— START OF WORKING DATA —

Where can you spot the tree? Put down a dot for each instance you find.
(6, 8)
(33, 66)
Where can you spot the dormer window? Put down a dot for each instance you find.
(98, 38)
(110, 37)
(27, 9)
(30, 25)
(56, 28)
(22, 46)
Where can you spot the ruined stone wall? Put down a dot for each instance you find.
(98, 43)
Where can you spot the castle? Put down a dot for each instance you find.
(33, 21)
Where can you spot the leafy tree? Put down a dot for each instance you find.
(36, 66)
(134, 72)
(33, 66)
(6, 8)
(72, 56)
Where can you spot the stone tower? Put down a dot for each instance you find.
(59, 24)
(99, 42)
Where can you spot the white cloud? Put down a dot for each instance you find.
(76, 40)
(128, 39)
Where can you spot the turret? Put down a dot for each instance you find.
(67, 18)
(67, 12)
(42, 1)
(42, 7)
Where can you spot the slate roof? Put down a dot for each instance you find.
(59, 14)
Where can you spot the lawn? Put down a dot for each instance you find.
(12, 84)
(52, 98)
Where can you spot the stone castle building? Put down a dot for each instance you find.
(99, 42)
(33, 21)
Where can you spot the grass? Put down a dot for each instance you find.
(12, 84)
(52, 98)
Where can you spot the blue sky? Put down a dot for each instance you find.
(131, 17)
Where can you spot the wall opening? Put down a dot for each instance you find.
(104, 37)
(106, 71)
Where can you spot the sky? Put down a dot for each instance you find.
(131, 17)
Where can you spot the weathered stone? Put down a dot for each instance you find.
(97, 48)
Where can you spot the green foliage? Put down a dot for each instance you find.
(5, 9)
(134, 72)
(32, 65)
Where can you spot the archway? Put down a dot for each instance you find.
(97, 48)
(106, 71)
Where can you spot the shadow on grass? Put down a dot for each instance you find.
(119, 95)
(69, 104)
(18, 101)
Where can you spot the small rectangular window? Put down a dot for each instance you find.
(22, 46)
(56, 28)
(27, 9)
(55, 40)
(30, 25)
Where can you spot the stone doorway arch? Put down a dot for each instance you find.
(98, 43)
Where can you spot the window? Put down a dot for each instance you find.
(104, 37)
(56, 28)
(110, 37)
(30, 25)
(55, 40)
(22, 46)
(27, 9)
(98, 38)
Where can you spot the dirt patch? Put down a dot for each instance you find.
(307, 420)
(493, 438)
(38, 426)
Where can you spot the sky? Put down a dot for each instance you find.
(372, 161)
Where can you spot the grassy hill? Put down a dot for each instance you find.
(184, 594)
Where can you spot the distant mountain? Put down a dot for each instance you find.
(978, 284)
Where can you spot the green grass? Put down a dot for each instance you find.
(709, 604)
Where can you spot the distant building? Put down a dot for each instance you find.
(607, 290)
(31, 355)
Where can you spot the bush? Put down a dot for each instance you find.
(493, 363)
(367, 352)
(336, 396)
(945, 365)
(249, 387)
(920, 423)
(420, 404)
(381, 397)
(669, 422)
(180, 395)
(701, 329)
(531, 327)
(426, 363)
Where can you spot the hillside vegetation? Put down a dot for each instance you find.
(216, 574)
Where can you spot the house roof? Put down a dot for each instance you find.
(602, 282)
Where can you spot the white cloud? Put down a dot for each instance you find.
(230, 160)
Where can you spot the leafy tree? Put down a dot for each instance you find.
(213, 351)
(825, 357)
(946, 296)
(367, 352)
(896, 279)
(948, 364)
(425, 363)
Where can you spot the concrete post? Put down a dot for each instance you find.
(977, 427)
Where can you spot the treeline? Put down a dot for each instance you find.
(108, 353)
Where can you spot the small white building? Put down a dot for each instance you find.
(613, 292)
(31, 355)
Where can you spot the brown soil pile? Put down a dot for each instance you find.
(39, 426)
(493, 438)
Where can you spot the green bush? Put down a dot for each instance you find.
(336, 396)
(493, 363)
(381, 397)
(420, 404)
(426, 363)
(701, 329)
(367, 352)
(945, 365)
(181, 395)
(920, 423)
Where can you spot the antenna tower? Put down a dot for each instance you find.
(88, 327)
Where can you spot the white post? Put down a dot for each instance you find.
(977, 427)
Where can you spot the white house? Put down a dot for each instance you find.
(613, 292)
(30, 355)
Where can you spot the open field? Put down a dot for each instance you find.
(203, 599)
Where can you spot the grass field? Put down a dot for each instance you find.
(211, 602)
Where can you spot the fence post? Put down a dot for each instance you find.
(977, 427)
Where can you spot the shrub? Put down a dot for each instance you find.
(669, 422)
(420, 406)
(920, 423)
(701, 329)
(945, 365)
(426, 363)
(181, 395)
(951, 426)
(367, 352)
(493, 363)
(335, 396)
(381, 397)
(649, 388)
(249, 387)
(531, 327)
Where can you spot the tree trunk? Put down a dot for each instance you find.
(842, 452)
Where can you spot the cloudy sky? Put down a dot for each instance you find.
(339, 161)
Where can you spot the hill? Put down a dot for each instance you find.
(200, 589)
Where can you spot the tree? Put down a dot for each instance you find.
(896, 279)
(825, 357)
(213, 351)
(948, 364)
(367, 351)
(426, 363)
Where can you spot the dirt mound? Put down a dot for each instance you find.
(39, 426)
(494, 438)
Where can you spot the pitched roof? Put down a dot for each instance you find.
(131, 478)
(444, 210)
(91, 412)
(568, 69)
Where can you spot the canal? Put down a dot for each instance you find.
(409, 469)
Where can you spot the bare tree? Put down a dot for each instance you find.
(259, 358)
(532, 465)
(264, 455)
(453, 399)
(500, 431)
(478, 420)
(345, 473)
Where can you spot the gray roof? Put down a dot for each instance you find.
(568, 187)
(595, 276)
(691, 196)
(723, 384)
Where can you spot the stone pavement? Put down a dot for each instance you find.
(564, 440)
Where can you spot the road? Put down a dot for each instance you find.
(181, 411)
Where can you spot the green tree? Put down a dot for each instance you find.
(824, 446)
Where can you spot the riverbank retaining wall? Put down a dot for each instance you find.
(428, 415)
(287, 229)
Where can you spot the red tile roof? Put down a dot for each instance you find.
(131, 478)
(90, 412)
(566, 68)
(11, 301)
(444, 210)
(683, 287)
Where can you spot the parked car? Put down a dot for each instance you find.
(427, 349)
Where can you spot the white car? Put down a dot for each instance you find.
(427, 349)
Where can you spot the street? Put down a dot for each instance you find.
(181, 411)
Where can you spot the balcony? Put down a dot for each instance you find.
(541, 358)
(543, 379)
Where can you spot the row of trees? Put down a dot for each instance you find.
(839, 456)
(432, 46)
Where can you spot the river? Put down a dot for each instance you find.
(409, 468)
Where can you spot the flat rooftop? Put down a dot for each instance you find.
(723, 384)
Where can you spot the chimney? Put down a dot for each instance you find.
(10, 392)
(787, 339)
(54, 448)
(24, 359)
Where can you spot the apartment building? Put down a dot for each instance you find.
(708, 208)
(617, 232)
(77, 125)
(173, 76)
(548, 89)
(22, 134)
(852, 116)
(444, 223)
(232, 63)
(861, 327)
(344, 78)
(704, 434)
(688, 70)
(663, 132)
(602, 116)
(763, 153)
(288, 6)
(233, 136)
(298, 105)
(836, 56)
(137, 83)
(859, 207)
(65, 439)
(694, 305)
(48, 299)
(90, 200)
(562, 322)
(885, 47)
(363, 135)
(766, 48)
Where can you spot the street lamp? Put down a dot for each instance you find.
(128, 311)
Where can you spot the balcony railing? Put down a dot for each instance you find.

— END OF WORKING DATA —

STATED TASK: Convert every line of the material above into a JSON list of strings, one string per line, leaving out any blank lines.

THE RESULT:
[
  "Where can you spot the tree? Put down a dot for each instance you find.",
  "(6, 8)",
  "(33, 66)",
  "Where can you spot the dormer window? Put down a dot for each instance you find.",
  "(98, 38)",
  "(110, 37)",
  "(27, 9)",
  "(30, 25)",
  "(56, 28)",
  "(22, 46)",
  "Where can you spot the ruined stone wall? Put down a dot for each instance you find.",
  "(98, 43)",
  "Where can you spot the castle? Put down a dot for each instance you find.",
  "(33, 21)",
  "Where can you spot the leafy tree? Put down a dot for each instance you find.",
  "(36, 66)",
  "(134, 72)",
  "(33, 66)",
  "(6, 8)",
  "(72, 56)",
  "Where can you spot the stone tower? Put down a dot for each instance you find.",
  "(59, 24)",
  "(99, 42)",
  "Where can you spot the white cloud? Put down a dot for each instance you find.",
  "(76, 40)",
  "(128, 39)",
  "Where can you spot the turret? Put down a dot for each instance you find.",
  "(67, 18)",
  "(67, 12)",
  "(42, 1)",
  "(42, 7)",
  "Where can you spot the slate roof? Put down a dot for each instance you find.",
  "(59, 14)",
  "Where can you spot the lawn? Put down a dot for each instance you find.",
  "(12, 84)",
  "(52, 98)",
  "Where can you spot the stone castle building? Put down a dot for each instance you find.",
  "(99, 42)",
  "(33, 21)",
  "Where can you spot the grass? Put down a dot for each instance you find.",
  "(12, 84)",
  "(52, 98)",
  "Where can you spot the blue sky? Put down a dot for each instance you find.",
  "(131, 17)",
  "Where can you spot the wall opening? Put down a dot for each instance you find.",
  "(104, 37)",
  "(106, 71)",
  "Where can you spot the sky? Put down a dot for each instance you find.",
  "(131, 17)",
  "Where can you spot the weathered stone? Put down a dot for each instance you find.",
  "(97, 48)",
  "Where can you spot the green foliage? Put down a dot for each instance you find.",
  "(5, 9)",
  "(134, 72)",
  "(32, 65)",
  "Where can you spot the archway? Put down a dot for each instance you find.",
  "(97, 48)",
  "(106, 71)",
  "Where can you spot the shadow on grass? Put down a dot for each instance you find.",
  "(119, 95)",
  "(69, 104)",
  "(18, 101)",
  "Where can you spot the small rectangular window? Put down a dot for each instance you find.",
  "(22, 46)",
  "(56, 28)",
  "(27, 9)",
  "(55, 40)",
  "(30, 25)",
  "Where can you spot the stone doorway arch? Put down a dot for each instance you find.",
  "(98, 43)",
  "Where can you spot the window? Put down a dot for each instance you find.",
  "(104, 37)",
  "(56, 28)",
  "(110, 37)",
  "(30, 25)",
  "(55, 40)",
  "(22, 46)",
  "(27, 9)",
  "(98, 38)",
  "Where can you spot the dirt patch? Put down a dot for each instance you find.",
  "(307, 420)",
  "(493, 438)",
  "(38, 426)",
  "Where can you spot the sky? Put down a dot for each instance you find.",
  "(372, 161)",
  "Where can you spot the grassy hill? Put down a dot for each instance you find.",
  "(184, 594)",
  "Where can you spot the distant mountain? Put down a dot for each instance you find.",
  "(978, 284)",
  "Where can you spot the green grass? Put down a dot for each instance you find.",
  "(709, 604)",
  "Where can you spot the distant building? Put down a dot for each instance you find.",
  "(607, 290)",
  "(31, 355)",
  "Where can you spot the bush? Put down a dot for each instance you find.",
  "(493, 363)",
  "(367, 352)",
  "(336, 396)",
  "(945, 365)",
  "(249, 387)",
  "(920, 423)",
  "(420, 404)",
  "(381, 397)",
  "(669, 422)",
  "(180, 395)",
  "(701, 329)",
  "(531, 327)",
  "(426, 363)",
  "Where can you spot the hillside vegetation? Put down a dot for each instance you find.",
  "(216, 574)",
  "Where can you spot the house roof? Put down a dot for each instance you find.",
  "(602, 282)",
  "Where can you spot the white cloud? Put down a dot for each instance you find.",
  "(230, 160)",
  "Where can you spot the leafy tree? Put down a dot for each instance you find.",
  "(213, 351)",
  "(825, 357)",
  "(946, 296)",
  "(367, 352)",
  "(896, 279)",
  "(948, 364)",
  "(425, 363)",
  "Where can you spot the concrete post? Put down a dot for each instance you find.",
  "(977, 427)",
  "Where can you spot the treeline? Put down a dot for each instance you find.",
  "(108, 353)",
  "Where can you spot the small white building? Put down a dot for each instance you find.",
  "(613, 292)",
  "(31, 355)",
  "Where can you spot the brown soil pile? Put down a dot for each instance you find.",
  "(39, 426)",
  "(493, 438)",
  "Where can you spot the green bush? Put down a dot for each instance you find.",
  "(336, 396)",
  "(493, 363)",
  "(381, 397)",
  "(420, 404)",
  "(426, 363)",
  "(701, 329)",
  "(367, 352)",
  "(945, 365)",
  "(181, 395)",
  "(920, 423)",
  "Where can you spot the antenna tower? Put down a dot for each instance you find.",
  "(88, 327)",
  "Where can you spot the white post? Put down a dot for each instance you find.",
  "(977, 427)",
  "Where can you spot the white house? Put down a dot for each instance you find.",
  "(613, 292)",
  "(30, 355)",
  "Where can you spot the open field? Put down a dot for each instance you find.",
  "(203, 599)",
  "Where can you spot the grass field? Put down a dot for each instance you find.",
  "(211, 602)",
  "Where can you spot the fence post? Put down a dot for each instance you find.",
  "(977, 427)",
  "Where can you spot the shrub? Put down a dot for each instance you find.",
  "(669, 422)",
  "(420, 406)",
  "(920, 423)",
  "(701, 329)",
  "(945, 365)",
  "(426, 363)",
  "(181, 395)",
  "(951, 426)",
  "(367, 352)",
  "(493, 363)",
  "(335, 396)",
  "(381, 397)",
  "(649, 388)",
  "(249, 387)",
  "(531, 327)",
  "Where can you spot the tree trunk? Put down a dot for each instance you find.",
  "(842, 452)",
  "Where can you spot the cloudy sky? Put down a dot for each instance you find.",
  "(339, 161)",
  "Where can you spot the hill? Put down a dot for each instance you find.",
  "(200, 589)",
  "Where can you spot the tree? Put down a dot for each instance you find.",
  "(896, 279)",
  "(825, 357)",
  "(213, 351)",
  "(948, 364)",
  "(367, 351)",
  "(426, 363)",
  "Where can you spot the dirt mound? Put down a dot for each instance you find.",
  "(39, 426)",
  "(494, 438)",
  "Where can you spot the pitched roof? Put down a dot for each instance you find.",
  "(131, 478)",
  "(444, 210)",
  "(91, 412)",
  "(568, 69)",
  "Where can you spot the canal? Put down a dot for each instance you find.",
  "(409, 469)",
  "Where can you spot the bare tree? Put down a dot for each instance you find.",
  "(259, 358)",
  "(532, 465)",
  "(264, 455)",
  "(453, 399)",
  "(500, 431)",
  "(478, 420)",
  "(345, 473)",
  "Where can you spot the gray roof? Put down a dot for each instance you find.",
  "(568, 187)",
  "(595, 276)",
  "(691, 196)",
  "(723, 384)",
  "Where can you spot the stone pavement? Put down a dot for each instance you find.",
  "(564, 440)",
  "Where can you spot the road? Put down a dot for each instance you find.",
  "(181, 411)",
  "Where can you spot the green tree? Put down a dot for each instance you find.",
  "(824, 446)",
  "Where can you spot the riverbank retaining wall? Put down a dot for each instance you find.",
  "(428, 415)",
  "(287, 229)",
  "Where can you spot the red tile roof? Put down a dot for each instance you find.",
  "(131, 478)",
  "(90, 412)",
  "(566, 68)",
  "(11, 301)",
  "(444, 210)",
  "(683, 287)",
  "Where can you spot the parked car? Put down a dot for each instance you find.",
  "(427, 349)",
  "Where can you spot the white car? Put down a dot for each instance you find.",
  "(427, 349)",
  "Where can you spot the street? Put down a dot for each instance you find.",
  "(181, 411)",
  "Where can you spot the balcony? Put down a dot for each instance you find.",
  "(541, 358)",
  "(543, 379)",
  "Where can you spot the row of trees? Put down a dot for each instance you find.",
  "(839, 456)",
  "(432, 46)",
  "Where can you spot the river? Put down a dot for each instance you find.",
  "(409, 468)",
  "Where can you spot the flat rooftop? Put down a dot for each instance you find.",
  "(723, 384)",
  "Where can you spot the chimney? Put down a dot for each instance you find.",
  "(10, 392)",
  "(787, 339)",
  "(54, 448)",
  "(24, 359)",
  "Where can you spot the apartment building? Put down a dot for each instance you find.",
  "(708, 208)",
  "(617, 232)",
  "(77, 125)",
  "(173, 76)",
  "(548, 89)",
  "(22, 134)",
  "(852, 116)",
  "(444, 223)",
  "(232, 63)",
  "(861, 327)",
  "(344, 78)",
  "(704, 434)",
  "(688, 70)",
  "(663, 132)",
  "(602, 116)",
  "(763, 153)",
  "(288, 6)",
  "(233, 136)",
  "(298, 105)",
  "(836, 56)",
  "(137, 83)",
  "(859, 207)",
  "(65, 439)",
  "(694, 305)",
  "(48, 299)",
  "(90, 200)",
  "(562, 322)",
  "(885, 47)",
  "(363, 135)",
  "(766, 48)",
  "Where can you spot the street lamp? Put down a dot for each instance you find.",
  "(128, 311)",
  "Where can you spot the balcony railing? Put down a dot for each instance you find."
]